**Instructions for the task**
Once the pictures are set aside, reproduce the remaining data exactly.
Source material START
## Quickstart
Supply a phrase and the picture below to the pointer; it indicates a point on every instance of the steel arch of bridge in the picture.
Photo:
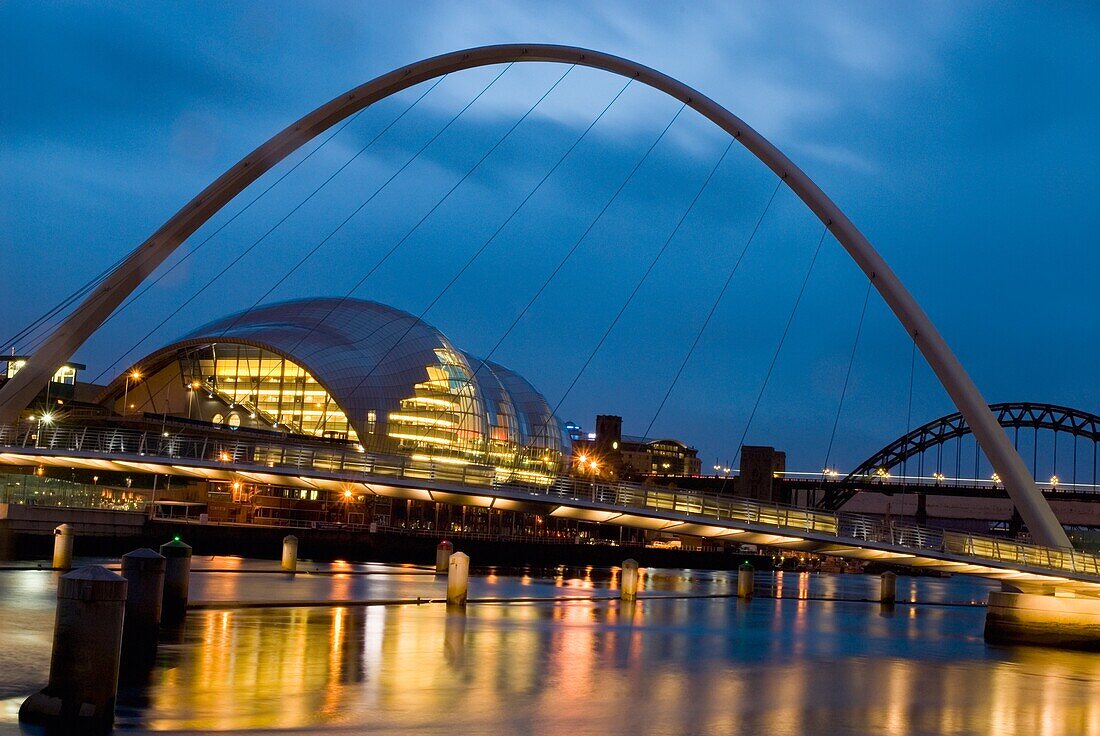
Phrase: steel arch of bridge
(1012, 415)
(63, 342)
Source material END
**Answer area**
## Quickstart
Supply a phrase and the picture below to the pointer; it indicates a point on every instance of the steel arch of bridge in the picture.
Photo:
Phrase: steel arch of bridge
(1012, 415)
(63, 342)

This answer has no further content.